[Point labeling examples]
——
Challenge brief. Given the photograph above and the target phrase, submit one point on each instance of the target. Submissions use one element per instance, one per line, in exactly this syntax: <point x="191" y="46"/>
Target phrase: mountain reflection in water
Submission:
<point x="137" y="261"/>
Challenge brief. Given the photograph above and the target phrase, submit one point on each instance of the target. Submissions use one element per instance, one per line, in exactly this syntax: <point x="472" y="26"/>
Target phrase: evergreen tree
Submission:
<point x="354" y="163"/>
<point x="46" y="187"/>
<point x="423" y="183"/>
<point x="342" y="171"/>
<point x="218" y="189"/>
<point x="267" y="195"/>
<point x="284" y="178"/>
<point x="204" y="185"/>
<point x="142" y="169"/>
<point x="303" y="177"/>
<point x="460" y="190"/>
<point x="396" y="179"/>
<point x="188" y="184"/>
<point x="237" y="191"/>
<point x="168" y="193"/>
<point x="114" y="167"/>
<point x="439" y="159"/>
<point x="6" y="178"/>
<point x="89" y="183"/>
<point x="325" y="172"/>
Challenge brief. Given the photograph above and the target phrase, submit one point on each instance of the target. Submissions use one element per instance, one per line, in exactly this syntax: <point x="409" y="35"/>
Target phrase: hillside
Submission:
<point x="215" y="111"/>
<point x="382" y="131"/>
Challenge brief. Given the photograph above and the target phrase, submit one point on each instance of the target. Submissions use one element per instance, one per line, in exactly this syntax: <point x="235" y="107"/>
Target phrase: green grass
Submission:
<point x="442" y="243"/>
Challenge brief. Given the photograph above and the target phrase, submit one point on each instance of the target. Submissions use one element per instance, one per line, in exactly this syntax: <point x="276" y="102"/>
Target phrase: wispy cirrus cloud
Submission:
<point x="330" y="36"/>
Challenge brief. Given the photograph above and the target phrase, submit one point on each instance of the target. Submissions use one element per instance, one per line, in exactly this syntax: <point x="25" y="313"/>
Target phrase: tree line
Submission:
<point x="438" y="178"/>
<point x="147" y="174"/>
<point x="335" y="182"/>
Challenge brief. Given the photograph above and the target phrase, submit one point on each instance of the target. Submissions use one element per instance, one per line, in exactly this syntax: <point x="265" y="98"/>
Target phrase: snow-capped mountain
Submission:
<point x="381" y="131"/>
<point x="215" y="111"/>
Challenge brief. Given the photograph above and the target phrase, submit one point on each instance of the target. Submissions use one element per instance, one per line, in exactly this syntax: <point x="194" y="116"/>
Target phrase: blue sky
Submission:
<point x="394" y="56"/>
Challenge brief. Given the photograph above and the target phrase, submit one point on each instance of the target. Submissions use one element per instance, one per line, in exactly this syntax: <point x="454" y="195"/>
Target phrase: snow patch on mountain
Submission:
——
_EXERCISE:_ Set down all of the records shown above once more, exactly.

_TASK SOLUTION:_
Challenge brief. Given the photograph above and the target phrase, submit one point on each instance of the target. Submissions use one element per instance, one per line, in exactly this syntax: <point x="191" y="46"/>
Target phrase: mountain reflection in water
Submission:
<point x="137" y="261"/>
Challenge brief. Given the photograph above and the target phrase, submit one point on each instance of the target. Submissions use one element per instance, one per line, in exactly this syntax: <point x="472" y="26"/>
Target phrase: evergreen tree
Submission:
<point x="354" y="163"/>
<point x="46" y="187"/>
<point x="423" y="183"/>
<point x="342" y="171"/>
<point x="218" y="189"/>
<point x="267" y="195"/>
<point x="284" y="178"/>
<point x="204" y="185"/>
<point x="142" y="169"/>
<point x="303" y="177"/>
<point x="460" y="190"/>
<point x="396" y="179"/>
<point x="188" y="184"/>
<point x="237" y="191"/>
<point x="168" y="193"/>
<point x="114" y="167"/>
<point x="439" y="159"/>
<point x="6" y="178"/>
<point x="89" y="183"/>
<point x="325" y="172"/>
Challenge brief. Given the photograph above and the target phrase, submit one point on each instance of the target. Submissions use one element per instance, one per line, in exactly this syntax: <point x="409" y="35"/>
Target phrase: hillside
Submission:
<point x="215" y="111"/>
<point x="382" y="131"/>
Challenge brief. Given the photograph above and the target phrase, submit one point on each instance of the target. Submissions use one element per instance, one per line, in exactly this syntax: <point x="235" y="107"/>
Target phrase: green grass
Submission:
<point x="442" y="243"/>
Challenge brief. Given the photograph above and the target phrase, submit one point on each instance of the target. Submissions use one element per instance, one per line, in exactly this syntax: <point x="276" y="102"/>
Target phrase: wispy cirrus cloud
Submission:
<point x="330" y="36"/>
Challenge brief. Given the photograph above and the target phrase, submit one point on each instance of the target. Submissions use one element per instance, one per line, in exactly this syntax: <point x="25" y="313"/>
Target phrase: tree line
Submission:
<point x="438" y="178"/>
<point x="147" y="174"/>
<point x="335" y="182"/>
Challenge brief. Given the photograph above and the target phrase, submit one point on each instance of the target. Submissions use one element per instance, one per line, in exactly this syntax: <point x="265" y="98"/>
Target phrase: snow-capped mountain
Submission:
<point x="381" y="131"/>
<point x="215" y="111"/>
Challenge brief. Given the photograph above and the target phrase, submit one point on each instance of the target. Submissions use one element per instance, one per line, in exactly this syntax: <point x="194" y="116"/>
Target phrase: blue sky
Submission:
<point x="394" y="56"/>
Challenge brief. Given the photograph above and the target phrase, submit one point on each instance of the target. Submissions use one element per instance, one per line, in exactly this syntax: <point x="454" y="195"/>
Target phrase: snow patch on mountain
Submission:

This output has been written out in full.